# Selection:
....

Further scope of applicability of the present invention will become
apparent from the detailed description given hereinafter. However, it
should be understood that the detailed description and specific examples,
while indicating preferred embodiments of the invention, are given by way
of illustration only, since various changes and modifications within the
spirit and scope of the invention will become apparent to those skilled in
the art from this detailed description.
BRIEF DESCRIPTION OF THE DRAWINGS
The present invention will become more fully understood from the detailed
description given hereinbelow and the accompanying drawings which are
given by way of illustration only, and thus, are not limitative of the
present invention and wherein:
FIG. 1 illustrates a longitudinal, partial sectional view of a preferred
embodiment of the indexing rotary actuator of the present invention taken
along lines 1--1 of FIG. 2;
FIG. 2 is a cross-sectional view of the indexing rotary actuator taken
along lines 2--2 of FIG. 1;
FIG. 3 is a cross-sectional view of the indexing rotary actuator of the
FIG. 1 embodiment of the present invention wherein the pistons are located
within the main piston chamber at a reference position prior to indexing;
FIG. 4 is a cross-sectional view of the indexing rotary actuator of the
FIG. 1 embodiment of the present invention wherein the pistons are rotated
within the main piston chamber after an indexing operation;
FIG. 5a illustrates a first side view of a piston mounting ring of the
indexing rotary actuator;
FIG. 5b illustrates a second side view of a piston mounting ring of the
indexing rotary actuator;
FIG. 5c is a view of a first face of the piston mounting ring of FIG. 5a;
FIG. 5d is a view of a second face of the piston mounting ring of FIG. 5a;
FIG. 6a is a front view of a clutch piston of the indexing rotary actuator
of the present invention;
FIG. 6b is a plane view of the first face of the clutch piston of FIG. 6a;
FIG. 6c is a cross-sectional view of the clutch piston of FIG. 6a;
FIG. 6d is a rear view of a clutch piston of the indexing rotary actuator
of the present invention;
FIG. 7a is a view of a main piston of the indexing rotary actuator; and
FIG. 7b is a partial sectional view taken along lines 7b--7b of FIG. 7a.
DETAILED DESCRIPTION OF PREFERRED EMBODIMENTS
FIGS. 1 and 2 generally illustrate a preferred embodiment of the rotary
actuator of the present invention. As illustrated in FIG. 1, the circular
actuator housing comprises identical symmetric indexer body halves 10L and
10R mated together via machine screws 11 and nuts 45. Dowels 37,
illustrated as disposed within an outer circumference of the indexer body
half 10L, provide further stability along the outer housing of the rotary
actuator. Shaft 12 is rotatable along the central axis of the circular
actuator housing as supported by bearings 13. External retaining rings 17
mounted within groove 49 of shaft 12 locate the inner race of bearings 13.

....

# Exercise tasks:
1 - Translate this sentence from the rotary actuator text into Spanish: "Shaft 12 is rotatable along the central axis of the circular actuator housing as supported by bearings 13."
2 - Please rewrite the stretch of the rotary actuator text from "Further scope of" through "this detailed description.", changing "detailed description" to "written description".
3 - Which figures does the rotary actuator text describe as cross-sectional views? List all of them.
The records have nothing to do with the rotary actuator text.

Examples for point labeling:
....

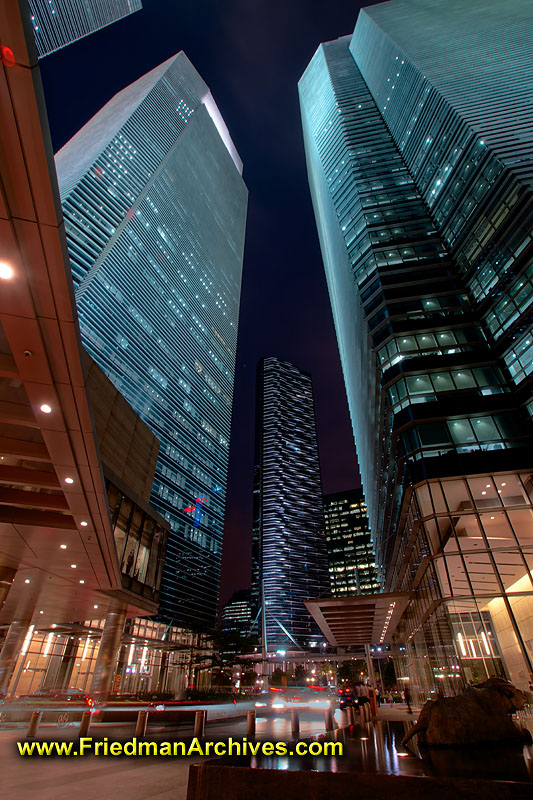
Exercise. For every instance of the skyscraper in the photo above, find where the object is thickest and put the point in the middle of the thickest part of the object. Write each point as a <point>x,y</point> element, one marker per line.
<point>155,206</point>
<point>419,146</point>
<point>57,23</point>
<point>351,558</point>
<point>289,544</point>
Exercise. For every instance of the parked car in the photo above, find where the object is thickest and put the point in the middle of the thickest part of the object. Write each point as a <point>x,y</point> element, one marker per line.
<point>306,698</point>
<point>61,706</point>
<point>346,697</point>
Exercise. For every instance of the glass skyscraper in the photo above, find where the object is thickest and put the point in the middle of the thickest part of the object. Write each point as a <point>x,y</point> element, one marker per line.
<point>419,146</point>
<point>155,207</point>
<point>289,548</point>
<point>351,558</point>
<point>57,23</point>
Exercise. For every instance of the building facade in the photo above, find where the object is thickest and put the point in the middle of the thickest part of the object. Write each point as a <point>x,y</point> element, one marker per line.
<point>155,207</point>
<point>57,23</point>
<point>419,151</point>
<point>237,613</point>
<point>351,558</point>
<point>289,542</point>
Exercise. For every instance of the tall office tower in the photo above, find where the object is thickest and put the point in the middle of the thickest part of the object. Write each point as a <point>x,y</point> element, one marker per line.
<point>155,207</point>
<point>237,613</point>
<point>351,558</point>
<point>419,144</point>
<point>289,531</point>
<point>57,23</point>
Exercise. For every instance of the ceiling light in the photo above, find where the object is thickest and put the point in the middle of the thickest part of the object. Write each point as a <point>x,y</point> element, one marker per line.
<point>6,272</point>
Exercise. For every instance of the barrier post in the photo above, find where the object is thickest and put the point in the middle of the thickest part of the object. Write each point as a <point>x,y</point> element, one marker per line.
<point>250,723</point>
<point>295,723</point>
<point>328,719</point>
<point>34,724</point>
<point>142,722</point>
<point>84,724</point>
<point>199,724</point>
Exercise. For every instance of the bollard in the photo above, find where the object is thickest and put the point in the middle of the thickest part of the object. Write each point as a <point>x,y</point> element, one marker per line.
<point>295,723</point>
<point>84,724</point>
<point>250,723</point>
<point>142,722</point>
<point>34,724</point>
<point>328,719</point>
<point>199,724</point>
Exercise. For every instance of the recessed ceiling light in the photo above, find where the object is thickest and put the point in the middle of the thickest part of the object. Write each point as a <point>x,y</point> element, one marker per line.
<point>6,272</point>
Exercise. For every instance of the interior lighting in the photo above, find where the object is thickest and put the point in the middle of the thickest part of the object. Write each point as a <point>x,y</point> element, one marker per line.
<point>6,272</point>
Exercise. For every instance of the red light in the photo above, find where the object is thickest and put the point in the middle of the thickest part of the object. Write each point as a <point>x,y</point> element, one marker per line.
<point>7,57</point>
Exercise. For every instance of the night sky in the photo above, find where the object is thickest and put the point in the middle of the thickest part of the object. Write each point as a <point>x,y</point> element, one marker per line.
<point>251,53</point>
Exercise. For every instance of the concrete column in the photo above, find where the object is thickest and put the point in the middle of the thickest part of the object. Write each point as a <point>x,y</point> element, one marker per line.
<point>11,651</point>
<point>104,671</point>
<point>7,575</point>
<point>370,665</point>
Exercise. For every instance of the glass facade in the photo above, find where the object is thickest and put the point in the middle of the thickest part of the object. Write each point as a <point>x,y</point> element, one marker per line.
<point>57,23</point>
<point>152,658</point>
<point>155,207</point>
<point>351,559</point>
<point>237,613</point>
<point>289,543</point>
<point>419,158</point>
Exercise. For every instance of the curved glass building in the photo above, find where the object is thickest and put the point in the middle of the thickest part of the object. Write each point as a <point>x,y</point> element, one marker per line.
<point>419,145</point>
<point>155,208</point>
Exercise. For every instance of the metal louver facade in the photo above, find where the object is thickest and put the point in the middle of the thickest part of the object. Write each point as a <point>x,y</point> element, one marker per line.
<point>289,530</point>
<point>57,23</point>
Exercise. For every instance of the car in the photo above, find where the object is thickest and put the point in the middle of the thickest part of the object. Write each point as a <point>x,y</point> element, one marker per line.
<point>346,698</point>
<point>61,706</point>
<point>301,698</point>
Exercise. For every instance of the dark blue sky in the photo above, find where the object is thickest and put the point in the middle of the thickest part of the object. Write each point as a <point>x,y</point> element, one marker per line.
<point>251,53</point>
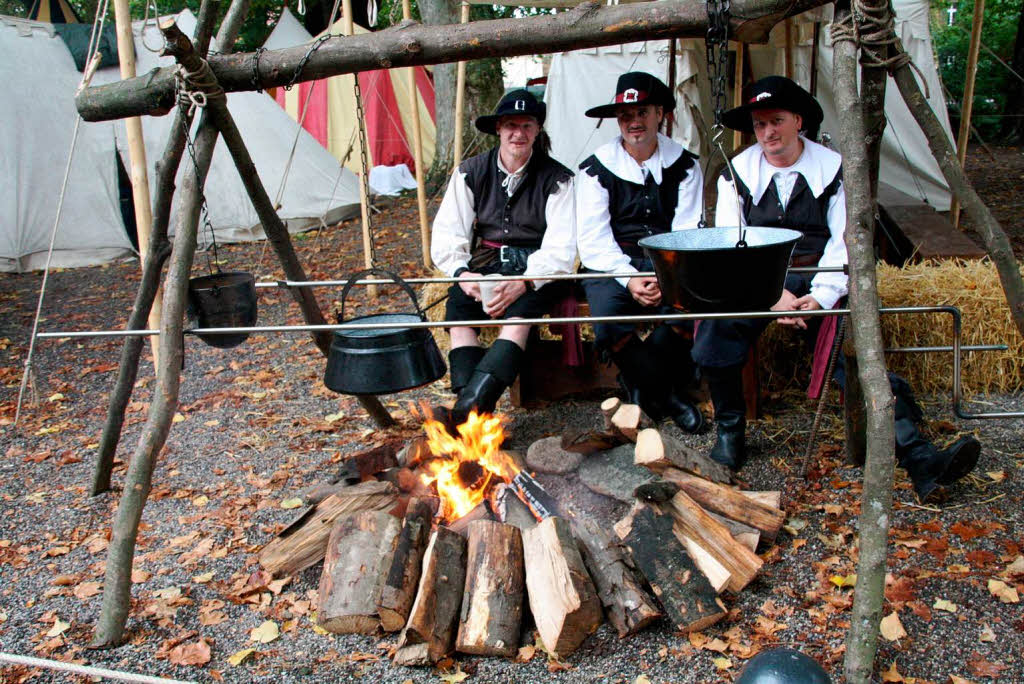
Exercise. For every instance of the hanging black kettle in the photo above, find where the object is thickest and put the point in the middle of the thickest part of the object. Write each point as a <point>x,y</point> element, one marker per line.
<point>384,359</point>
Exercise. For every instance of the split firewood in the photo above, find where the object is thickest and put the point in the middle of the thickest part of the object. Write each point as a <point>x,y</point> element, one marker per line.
<point>562,598</point>
<point>731,503</point>
<point>658,452</point>
<point>620,586</point>
<point>718,575</point>
<point>403,574</point>
<point>608,409</point>
<point>693,521</point>
<point>429,634</point>
<point>492,604</point>
<point>358,558</point>
<point>689,600</point>
<point>303,543</point>
<point>629,420</point>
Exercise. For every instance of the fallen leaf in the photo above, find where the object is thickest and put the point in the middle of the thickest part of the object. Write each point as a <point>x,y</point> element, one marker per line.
<point>265,633</point>
<point>891,628</point>
<point>1004,592</point>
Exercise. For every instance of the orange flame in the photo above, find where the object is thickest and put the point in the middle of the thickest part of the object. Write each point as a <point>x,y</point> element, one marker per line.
<point>479,441</point>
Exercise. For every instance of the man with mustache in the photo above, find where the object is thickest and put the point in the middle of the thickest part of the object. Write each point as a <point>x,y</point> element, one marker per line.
<point>787,180</point>
<point>641,183</point>
<point>509,211</point>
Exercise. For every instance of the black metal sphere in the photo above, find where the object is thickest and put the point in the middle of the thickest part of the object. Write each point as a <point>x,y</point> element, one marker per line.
<point>782,666</point>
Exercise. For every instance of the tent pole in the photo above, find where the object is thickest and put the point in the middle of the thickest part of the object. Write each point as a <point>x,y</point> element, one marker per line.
<point>421,190</point>
<point>460,97</point>
<point>972,73</point>
<point>136,158</point>
<point>737,92</point>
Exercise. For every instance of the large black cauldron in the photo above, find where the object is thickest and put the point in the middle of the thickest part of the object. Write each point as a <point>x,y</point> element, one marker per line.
<point>710,269</point>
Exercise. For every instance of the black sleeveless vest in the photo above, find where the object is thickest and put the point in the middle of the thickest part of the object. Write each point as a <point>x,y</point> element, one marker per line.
<point>804,212</point>
<point>517,220</point>
<point>638,211</point>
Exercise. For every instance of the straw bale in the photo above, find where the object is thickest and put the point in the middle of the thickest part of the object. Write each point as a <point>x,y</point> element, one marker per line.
<point>972,286</point>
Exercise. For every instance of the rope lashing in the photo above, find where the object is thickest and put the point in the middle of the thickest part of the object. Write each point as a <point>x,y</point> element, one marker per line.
<point>871,27</point>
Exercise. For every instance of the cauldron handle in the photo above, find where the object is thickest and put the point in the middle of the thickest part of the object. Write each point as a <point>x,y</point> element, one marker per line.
<point>386,273</point>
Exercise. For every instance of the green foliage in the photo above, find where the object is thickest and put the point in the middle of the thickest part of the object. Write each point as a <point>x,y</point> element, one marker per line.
<point>993,80</point>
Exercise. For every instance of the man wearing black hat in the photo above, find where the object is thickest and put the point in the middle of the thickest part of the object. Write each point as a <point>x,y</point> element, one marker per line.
<point>509,211</point>
<point>641,183</point>
<point>787,180</point>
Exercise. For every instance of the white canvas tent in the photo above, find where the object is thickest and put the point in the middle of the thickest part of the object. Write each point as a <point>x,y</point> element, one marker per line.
<point>39,114</point>
<point>583,79</point>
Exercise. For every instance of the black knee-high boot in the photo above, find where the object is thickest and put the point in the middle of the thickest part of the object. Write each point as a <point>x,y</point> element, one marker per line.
<point>726,387</point>
<point>492,377</point>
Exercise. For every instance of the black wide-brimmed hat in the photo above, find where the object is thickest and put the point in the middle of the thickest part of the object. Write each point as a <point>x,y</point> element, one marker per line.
<point>636,88</point>
<point>515,103</point>
<point>774,92</point>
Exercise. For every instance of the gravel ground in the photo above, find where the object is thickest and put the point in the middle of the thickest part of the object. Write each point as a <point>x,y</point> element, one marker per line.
<point>256,426</point>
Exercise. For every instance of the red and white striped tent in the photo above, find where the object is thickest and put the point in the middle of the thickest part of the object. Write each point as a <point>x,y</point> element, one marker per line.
<point>331,116</point>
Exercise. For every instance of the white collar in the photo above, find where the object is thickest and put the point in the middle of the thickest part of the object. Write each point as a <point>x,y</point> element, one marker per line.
<point>614,158</point>
<point>817,164</point>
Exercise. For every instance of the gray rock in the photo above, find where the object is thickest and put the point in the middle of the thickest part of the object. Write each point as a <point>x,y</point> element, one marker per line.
<point>547,456</point>
<point>613,474</point>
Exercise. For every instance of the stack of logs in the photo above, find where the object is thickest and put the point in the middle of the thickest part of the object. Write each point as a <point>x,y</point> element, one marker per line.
<point>388,566</point>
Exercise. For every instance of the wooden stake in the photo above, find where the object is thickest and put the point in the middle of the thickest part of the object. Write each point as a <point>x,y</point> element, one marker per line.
<point>460,98</point>
<point>492,604</point>
<point>562,597</point>
<point>966,109</point>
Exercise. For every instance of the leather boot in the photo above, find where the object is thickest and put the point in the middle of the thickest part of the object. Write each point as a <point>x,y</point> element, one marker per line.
<point>726,385</point>
<point>492,377</point>
<point>462,362</point>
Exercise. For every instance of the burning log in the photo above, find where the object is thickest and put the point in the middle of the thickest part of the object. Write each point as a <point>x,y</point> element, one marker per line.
<point>728,502</point>
<point>562,597</point>
<point>492,604</point>
<point>629,606</point>
<point>358,557</point>
<point>689,600</point>
<point>429,634</point>
<point>693,521</point>
<point>658,452</point>
<point>304,542</point>
<point>403,573</point>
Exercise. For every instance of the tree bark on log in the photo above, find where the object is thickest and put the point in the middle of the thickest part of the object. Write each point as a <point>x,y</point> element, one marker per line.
<point>689,601</point>
<point>877,505</point>
<point>159,250</point>
<point>410,44</point>
<point>358,557</point>
<point>429,634</point>
<point>402,576</point>
<point>492,604</point>
<point>304,542</point>
<point>562,598</point>
<point>620,586</point>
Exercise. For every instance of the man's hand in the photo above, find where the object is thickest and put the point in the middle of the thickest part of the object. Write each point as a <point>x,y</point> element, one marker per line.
<point>505,295</point>
<point>790,302</point>
<point>645,291</point>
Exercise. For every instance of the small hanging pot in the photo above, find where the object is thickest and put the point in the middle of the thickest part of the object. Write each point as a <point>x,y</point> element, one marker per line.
<point>707,269</point>
<point>382,360</point>
<point>223,300</point>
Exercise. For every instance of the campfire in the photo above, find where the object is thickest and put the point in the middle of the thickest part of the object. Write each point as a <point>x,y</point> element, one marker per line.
<point>449,540</point>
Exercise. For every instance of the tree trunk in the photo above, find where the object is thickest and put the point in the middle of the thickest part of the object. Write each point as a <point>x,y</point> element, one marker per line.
<point>996,243</point>
<point>412,44</point>
<point>160,249</point>
<point>877,502</point>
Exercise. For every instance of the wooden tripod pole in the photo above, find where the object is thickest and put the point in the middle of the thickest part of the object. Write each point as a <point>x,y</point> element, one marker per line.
<point>460,97</point>
<point>421,189</point>
<point>969,79</point>
<point>136,157</point>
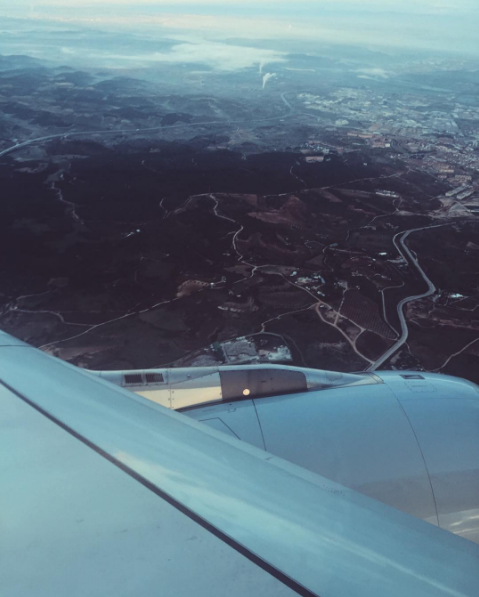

....

# Task-by-task results:
1 - El eje 12 puede girar a lo largo del eje central de la carcasa circular del actuador, soportado por los rodamientos 13.

2 -
Further scope of applicability of the present invention will become
apparent from the written description given hereinafter. However, it
should be understood that the written description and specific examples,
while indicating preferred embodiments of the invention, are given by way
of illustration only, since various changes and modifications within the
spirit and scope of the invention will become apparent to those skilled in
the art from this written description.

3 - FIG. 2, FIG. 3, FIG. 4, FIG. 6c